> EXCERPTED PASSAGE:
%%

Don’t you know that’s hard?
No one wants to hear what you have to say.
Good luck with that…seems like a waste of time to me.

How many times have you heard this in your life?
How many times have you gone to your friends, family, or colleagues with a new creative idea and had cold water splashed in your face?

How many times have you shared your Dreams to only have them squashed by negativity?

You know who these people are in your life, and their words have been painful.

Like the pincers of a crab.

Crabs are interesting creatures.  I recently heard a story about a man who was concerned when he saw a barrel full of crabs.  The lid was off, and he said to the fisherman, “aren’t you afraid they will all crawl out?”

The fisherman smiled and said,

“Nope.  Anytime one of the crabs tries to rise up and crawl out, he is pulled back by all the other crabs.  They keep each other down.  The work is done for me.”

%%

> MATERIAL SHOWN:
%%

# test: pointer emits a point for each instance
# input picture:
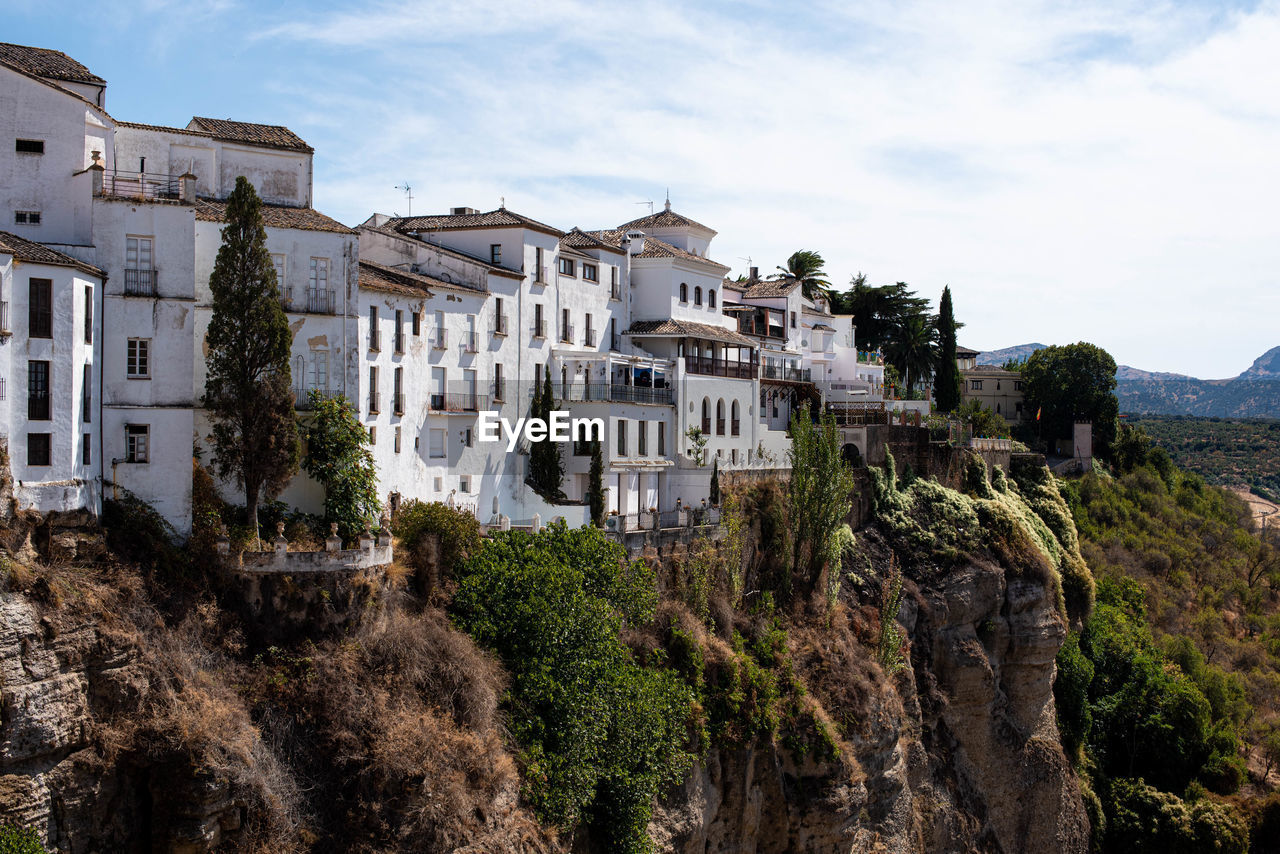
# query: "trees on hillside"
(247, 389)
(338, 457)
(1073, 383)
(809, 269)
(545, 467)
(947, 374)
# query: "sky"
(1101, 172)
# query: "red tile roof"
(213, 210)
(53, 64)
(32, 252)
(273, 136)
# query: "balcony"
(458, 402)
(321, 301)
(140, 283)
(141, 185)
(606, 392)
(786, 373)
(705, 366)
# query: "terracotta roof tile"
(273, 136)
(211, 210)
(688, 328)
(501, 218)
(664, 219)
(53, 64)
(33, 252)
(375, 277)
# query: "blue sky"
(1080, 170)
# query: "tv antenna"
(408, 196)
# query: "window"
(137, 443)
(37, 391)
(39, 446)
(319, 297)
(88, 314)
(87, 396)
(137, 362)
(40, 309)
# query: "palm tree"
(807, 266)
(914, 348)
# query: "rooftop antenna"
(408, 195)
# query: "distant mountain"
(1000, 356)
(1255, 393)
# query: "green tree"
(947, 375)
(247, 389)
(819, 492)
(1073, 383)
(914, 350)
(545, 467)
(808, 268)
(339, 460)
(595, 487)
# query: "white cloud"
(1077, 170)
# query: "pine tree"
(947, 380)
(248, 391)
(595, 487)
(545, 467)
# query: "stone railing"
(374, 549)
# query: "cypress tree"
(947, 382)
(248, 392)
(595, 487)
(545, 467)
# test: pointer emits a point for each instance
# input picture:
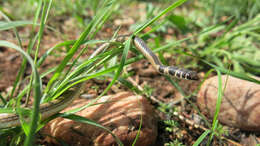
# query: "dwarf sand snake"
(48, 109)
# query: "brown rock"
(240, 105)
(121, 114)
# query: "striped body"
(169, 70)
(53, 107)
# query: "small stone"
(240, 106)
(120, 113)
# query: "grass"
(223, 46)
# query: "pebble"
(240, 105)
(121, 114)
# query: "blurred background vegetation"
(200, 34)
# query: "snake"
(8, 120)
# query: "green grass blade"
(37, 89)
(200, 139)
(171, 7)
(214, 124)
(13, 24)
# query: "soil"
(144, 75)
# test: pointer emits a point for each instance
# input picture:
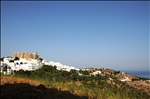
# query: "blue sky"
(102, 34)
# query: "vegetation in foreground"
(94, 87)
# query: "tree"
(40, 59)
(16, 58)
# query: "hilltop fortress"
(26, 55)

%%

> SET OF TASKS:
**a)** In the passage about crabs in a barrel, rewrite the paragraph beginning "Crabs are interesting creatures" as one shorter sentence that keeps its main facts.
**b)** Please continue the passage about crabs in a barrel, picking up after its final sentence.

> EXERCISE ANSWERS:
**a)** The writer recently heard a story about a man who saw an open barrel full of crabs and, worried, asked the fisherman whether he feared they would all crawl out.

**b)**
Think of what happens when a negative person enters a room, or you are surrounded by people stuck in blame and a victim mentality. There is a feeling of deflation, an energetic pulling down.  And they are looking for commonality.  In essence they are saying, “come join me in the barrel.”

So, down you go, and as you stare up at the open sky, you wonder if you will ever be able to rise.
You wonder if your Dream was ever worth it at all.

How can you create from there?

 

Last week I was at my business mastermind event in San Diego, sitting in a horseshoe with my community.  I sat surrounded by entrepreneurs making six and seven figures, so inspired by their success and spirit.

The theme of the mastermind?

Generosity.

My coach handed out pink and grey threaded bracelets and challenged us all to perform four acts of Radical Generosity.  Together, we tied the bracelets around our wrists, and began right away, offering within the community ways we could help each other in our businesses, whether it was referrals, or a quick tip, or promoting a recent project.

I walked out of that mastermind feeling like I could fly.
I came home and was so inspired and fired up to take my next steps.

My community actually lifted me out of my challenges.  They didn’t pull me down.  That’s the commonality we share.

And I couldn’t wait to share this with you.

Here’s the good news.  You get to choose who is in your barrel with you.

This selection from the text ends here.